Selected text:
*** Begin section ***

If any of you are followers of my Twitter account (um, you all should be...) you may have noticed an absence of mundane Tweets lately. That's because for some reason, I can't access Twitter. It looks like it loads but all I get it a blank page.
Seriously, it's not cool. And I personally blame Google+.
You know what works better than an alarm clock? A call from your mom who says the apocalypse is happening and headed your way. No matter how tired you are it makes you jump out of bed to move your plastic lawn furniture into a more secure location on your porch.
I guess the weather gods didn't like the route I take to work in the mornings since they blew a tree down on a bunch of power lines right in the middle of the road. Personally I thought I could have made it - ComEd and the local police thought otherwise.
Normally I like to be able to participate in a conversation with my coworkers, but when the topic is about how they had to shower in the dark because they didn't have power, I kept my mouth shut. (Since I not only had power when I woke up but I was listening to the radio, watching the weather channel and tweeting about it).

*** End section ***

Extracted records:
*** Begin section ***

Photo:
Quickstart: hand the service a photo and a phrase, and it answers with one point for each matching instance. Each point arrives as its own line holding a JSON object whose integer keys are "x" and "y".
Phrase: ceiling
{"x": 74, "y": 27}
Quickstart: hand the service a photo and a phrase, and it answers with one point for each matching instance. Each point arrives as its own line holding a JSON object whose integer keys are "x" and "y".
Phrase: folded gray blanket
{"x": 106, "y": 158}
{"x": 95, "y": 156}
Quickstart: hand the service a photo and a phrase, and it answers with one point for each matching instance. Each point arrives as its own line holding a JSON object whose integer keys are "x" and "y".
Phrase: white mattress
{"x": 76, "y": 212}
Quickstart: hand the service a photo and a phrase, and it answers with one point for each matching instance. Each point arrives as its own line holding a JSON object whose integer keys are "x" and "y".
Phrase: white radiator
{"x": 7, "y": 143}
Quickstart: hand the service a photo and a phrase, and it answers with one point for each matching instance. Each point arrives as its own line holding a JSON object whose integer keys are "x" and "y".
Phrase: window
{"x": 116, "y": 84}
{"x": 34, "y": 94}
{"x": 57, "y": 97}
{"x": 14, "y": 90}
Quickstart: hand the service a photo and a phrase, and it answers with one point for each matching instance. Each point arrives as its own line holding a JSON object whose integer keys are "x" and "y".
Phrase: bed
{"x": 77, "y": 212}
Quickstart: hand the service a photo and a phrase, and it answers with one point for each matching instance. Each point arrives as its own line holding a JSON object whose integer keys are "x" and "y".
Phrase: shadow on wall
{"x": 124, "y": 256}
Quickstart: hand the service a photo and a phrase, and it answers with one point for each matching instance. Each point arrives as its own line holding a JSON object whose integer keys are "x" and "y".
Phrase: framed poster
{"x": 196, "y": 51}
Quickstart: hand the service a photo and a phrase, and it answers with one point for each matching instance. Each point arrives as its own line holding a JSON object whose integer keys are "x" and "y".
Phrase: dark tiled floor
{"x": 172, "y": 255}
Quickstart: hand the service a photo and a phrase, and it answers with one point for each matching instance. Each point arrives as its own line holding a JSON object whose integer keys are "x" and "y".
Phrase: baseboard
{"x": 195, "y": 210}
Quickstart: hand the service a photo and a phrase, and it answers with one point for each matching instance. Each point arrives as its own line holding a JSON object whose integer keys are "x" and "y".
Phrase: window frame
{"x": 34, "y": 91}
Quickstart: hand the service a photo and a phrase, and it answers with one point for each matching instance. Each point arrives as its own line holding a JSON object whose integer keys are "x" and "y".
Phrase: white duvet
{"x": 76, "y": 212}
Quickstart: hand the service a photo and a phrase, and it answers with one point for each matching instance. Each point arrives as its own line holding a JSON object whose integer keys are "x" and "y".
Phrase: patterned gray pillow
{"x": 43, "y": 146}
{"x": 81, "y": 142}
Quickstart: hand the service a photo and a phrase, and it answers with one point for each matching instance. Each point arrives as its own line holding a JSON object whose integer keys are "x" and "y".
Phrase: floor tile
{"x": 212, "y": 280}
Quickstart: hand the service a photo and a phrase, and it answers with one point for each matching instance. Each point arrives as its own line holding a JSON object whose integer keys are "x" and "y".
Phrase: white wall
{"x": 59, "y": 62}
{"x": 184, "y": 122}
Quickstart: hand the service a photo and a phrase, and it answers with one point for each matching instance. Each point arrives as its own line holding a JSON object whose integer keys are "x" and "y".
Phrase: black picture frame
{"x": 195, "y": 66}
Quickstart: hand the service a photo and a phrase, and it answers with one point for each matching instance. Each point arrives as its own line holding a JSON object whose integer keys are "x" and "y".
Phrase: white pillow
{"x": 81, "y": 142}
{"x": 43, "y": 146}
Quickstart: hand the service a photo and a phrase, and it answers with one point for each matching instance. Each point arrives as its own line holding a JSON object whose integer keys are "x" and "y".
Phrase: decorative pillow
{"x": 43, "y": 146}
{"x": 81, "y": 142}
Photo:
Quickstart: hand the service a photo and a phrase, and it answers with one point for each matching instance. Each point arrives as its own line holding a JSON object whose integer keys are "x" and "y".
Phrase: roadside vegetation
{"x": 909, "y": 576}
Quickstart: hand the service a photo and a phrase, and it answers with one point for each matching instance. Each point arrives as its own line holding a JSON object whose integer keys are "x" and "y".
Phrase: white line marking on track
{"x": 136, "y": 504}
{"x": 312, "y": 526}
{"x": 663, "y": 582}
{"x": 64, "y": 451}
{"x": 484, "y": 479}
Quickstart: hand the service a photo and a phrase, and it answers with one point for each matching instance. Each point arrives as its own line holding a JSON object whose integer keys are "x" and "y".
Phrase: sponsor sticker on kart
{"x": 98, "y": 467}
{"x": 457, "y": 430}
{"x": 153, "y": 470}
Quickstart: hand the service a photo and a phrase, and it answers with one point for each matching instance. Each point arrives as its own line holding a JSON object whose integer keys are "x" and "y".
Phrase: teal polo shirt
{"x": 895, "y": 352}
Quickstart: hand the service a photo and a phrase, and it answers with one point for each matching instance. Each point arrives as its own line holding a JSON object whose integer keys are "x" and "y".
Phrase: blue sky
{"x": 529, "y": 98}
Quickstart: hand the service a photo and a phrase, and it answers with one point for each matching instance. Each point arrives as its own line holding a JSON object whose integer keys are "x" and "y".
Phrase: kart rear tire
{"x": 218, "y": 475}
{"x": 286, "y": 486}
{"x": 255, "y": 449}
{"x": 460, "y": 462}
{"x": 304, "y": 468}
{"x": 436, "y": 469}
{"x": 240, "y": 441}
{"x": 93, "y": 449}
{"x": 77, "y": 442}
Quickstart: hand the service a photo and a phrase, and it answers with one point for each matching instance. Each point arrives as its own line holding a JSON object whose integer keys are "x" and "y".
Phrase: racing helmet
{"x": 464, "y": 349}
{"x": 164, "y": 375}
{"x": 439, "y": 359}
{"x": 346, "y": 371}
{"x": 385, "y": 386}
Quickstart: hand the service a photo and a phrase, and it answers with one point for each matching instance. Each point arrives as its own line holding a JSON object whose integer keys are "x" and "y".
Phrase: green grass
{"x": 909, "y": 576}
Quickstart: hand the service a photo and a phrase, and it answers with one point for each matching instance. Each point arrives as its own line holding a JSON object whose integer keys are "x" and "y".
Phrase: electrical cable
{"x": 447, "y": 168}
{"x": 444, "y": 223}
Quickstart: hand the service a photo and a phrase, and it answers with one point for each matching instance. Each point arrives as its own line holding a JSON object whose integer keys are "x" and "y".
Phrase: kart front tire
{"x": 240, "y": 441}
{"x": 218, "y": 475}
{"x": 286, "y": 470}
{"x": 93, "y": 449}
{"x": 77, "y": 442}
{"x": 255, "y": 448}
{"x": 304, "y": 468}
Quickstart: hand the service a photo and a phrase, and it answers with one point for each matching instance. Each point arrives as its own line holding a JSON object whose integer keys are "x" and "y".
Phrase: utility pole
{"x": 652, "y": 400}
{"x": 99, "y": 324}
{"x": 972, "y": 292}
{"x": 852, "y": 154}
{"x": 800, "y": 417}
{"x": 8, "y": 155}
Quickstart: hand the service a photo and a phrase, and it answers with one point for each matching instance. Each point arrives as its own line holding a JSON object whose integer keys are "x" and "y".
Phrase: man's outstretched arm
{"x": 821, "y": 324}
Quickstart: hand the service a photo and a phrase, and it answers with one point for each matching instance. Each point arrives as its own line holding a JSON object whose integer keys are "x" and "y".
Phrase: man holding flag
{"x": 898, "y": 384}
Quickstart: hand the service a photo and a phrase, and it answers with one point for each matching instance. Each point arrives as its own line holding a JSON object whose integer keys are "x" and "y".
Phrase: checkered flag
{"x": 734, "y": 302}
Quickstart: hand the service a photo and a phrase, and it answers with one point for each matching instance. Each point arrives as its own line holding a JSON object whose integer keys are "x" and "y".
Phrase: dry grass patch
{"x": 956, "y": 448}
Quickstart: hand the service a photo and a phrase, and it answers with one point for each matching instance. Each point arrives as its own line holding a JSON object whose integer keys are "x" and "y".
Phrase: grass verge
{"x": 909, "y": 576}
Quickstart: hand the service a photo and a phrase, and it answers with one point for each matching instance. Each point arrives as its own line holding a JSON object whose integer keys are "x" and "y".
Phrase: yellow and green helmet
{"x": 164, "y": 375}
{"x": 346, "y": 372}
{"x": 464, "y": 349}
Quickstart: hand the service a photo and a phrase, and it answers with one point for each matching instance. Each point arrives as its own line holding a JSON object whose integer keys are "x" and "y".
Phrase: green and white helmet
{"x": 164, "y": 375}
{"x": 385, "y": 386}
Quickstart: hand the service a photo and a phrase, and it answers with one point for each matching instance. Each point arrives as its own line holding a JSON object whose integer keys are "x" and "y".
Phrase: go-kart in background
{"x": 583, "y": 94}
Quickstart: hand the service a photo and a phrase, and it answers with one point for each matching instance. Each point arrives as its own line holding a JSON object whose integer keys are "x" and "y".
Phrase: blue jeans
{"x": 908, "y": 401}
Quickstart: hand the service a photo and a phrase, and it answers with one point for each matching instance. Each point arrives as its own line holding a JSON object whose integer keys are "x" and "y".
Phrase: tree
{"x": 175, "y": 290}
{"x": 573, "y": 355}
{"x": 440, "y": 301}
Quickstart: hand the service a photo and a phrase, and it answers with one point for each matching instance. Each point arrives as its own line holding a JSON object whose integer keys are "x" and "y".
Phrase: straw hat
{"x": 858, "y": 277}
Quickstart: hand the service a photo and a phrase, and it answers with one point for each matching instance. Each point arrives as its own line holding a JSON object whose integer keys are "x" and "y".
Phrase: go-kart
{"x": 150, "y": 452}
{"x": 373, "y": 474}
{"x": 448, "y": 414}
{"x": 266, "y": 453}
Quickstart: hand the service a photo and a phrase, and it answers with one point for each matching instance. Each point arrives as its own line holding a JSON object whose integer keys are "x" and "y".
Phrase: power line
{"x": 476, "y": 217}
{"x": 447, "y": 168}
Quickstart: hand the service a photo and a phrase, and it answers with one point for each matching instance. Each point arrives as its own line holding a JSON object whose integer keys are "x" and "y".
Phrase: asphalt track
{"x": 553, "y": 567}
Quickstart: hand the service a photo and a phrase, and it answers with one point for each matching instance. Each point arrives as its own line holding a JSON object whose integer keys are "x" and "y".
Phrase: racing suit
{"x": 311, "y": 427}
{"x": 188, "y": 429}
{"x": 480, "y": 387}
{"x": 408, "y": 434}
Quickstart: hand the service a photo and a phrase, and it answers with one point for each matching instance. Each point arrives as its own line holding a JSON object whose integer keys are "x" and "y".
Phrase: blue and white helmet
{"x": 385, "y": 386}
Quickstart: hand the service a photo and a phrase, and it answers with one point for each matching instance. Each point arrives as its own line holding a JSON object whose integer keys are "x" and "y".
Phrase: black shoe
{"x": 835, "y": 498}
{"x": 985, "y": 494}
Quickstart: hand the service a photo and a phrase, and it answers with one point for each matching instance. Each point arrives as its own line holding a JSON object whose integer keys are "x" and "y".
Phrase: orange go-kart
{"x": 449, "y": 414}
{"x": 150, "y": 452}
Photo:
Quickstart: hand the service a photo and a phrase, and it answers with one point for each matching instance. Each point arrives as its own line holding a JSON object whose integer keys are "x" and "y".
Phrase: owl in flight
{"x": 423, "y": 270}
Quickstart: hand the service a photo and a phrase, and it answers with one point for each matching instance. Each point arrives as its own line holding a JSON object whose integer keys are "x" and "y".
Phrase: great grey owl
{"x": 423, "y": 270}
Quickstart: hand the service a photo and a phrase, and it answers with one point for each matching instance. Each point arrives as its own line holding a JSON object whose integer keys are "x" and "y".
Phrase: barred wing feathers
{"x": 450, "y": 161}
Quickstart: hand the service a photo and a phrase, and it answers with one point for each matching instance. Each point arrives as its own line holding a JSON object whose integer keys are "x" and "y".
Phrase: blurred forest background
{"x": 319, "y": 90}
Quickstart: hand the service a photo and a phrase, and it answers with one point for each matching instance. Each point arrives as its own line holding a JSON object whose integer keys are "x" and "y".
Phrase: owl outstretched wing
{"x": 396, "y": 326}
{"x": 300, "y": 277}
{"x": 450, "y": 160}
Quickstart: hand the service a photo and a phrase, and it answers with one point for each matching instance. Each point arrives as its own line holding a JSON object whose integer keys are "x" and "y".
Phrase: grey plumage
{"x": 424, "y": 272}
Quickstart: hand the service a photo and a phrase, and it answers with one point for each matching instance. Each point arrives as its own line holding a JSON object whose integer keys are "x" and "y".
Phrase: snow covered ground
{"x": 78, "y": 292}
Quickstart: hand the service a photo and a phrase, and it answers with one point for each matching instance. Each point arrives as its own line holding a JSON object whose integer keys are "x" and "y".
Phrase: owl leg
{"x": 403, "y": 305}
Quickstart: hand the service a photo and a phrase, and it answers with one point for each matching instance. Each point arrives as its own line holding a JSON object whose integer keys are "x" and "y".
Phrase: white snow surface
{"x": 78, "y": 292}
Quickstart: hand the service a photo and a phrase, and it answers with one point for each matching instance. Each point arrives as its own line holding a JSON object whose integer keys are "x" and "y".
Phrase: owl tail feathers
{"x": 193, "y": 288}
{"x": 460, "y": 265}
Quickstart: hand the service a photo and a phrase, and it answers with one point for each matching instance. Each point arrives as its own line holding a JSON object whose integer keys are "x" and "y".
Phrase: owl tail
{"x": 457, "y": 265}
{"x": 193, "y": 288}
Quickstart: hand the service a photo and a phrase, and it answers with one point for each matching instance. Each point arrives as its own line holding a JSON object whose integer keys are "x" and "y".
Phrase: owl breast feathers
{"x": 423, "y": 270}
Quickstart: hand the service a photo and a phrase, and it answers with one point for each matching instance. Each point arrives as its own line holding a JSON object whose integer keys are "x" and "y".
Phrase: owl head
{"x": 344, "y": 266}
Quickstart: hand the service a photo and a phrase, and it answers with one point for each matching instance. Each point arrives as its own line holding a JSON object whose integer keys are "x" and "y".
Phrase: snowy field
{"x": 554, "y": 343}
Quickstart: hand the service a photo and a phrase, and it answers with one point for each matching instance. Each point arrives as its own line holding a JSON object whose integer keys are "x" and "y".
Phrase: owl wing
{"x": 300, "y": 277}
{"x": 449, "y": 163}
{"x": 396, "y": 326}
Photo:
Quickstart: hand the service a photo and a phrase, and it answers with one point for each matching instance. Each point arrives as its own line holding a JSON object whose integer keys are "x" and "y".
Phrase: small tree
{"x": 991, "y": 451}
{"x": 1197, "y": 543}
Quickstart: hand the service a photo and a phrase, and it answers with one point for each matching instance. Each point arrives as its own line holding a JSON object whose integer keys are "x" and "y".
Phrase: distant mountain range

*** End section ***

Prompt A:
Answer these about the post:
(i) What does the writer get when trying to load Twitter?
(ii) What did the weather gods blow down onto a bunch of power lines?
(iii) What did the writer move to a more secure spot on the porch?
Prompt B: Write out the post from "I guess the" to "tweeting about it).", swapping "coworkers" for "colleagues".
Nothing in the data is needed to work with the post.

Task output A:
(i) A blank page.
(ii) A tree.
(iii) Plastic lawn furniture.

Task output B:
I guess the weather gods didn't like the route I take to work in the mornings since they blew a tree down on a bunch of power lines right in the middle of the road. Personally I thought I could have made it - ComEd and the local police thought otherwise.
Normally I like to be able to participate in a conversation with my colleagues, but when the topic is about how they had to shower in the dark because they didn't have power, I kept my mouth shut. (Since I not only had power when I woke up but I was listening to the radio, watching the weather channel and tweeting about it).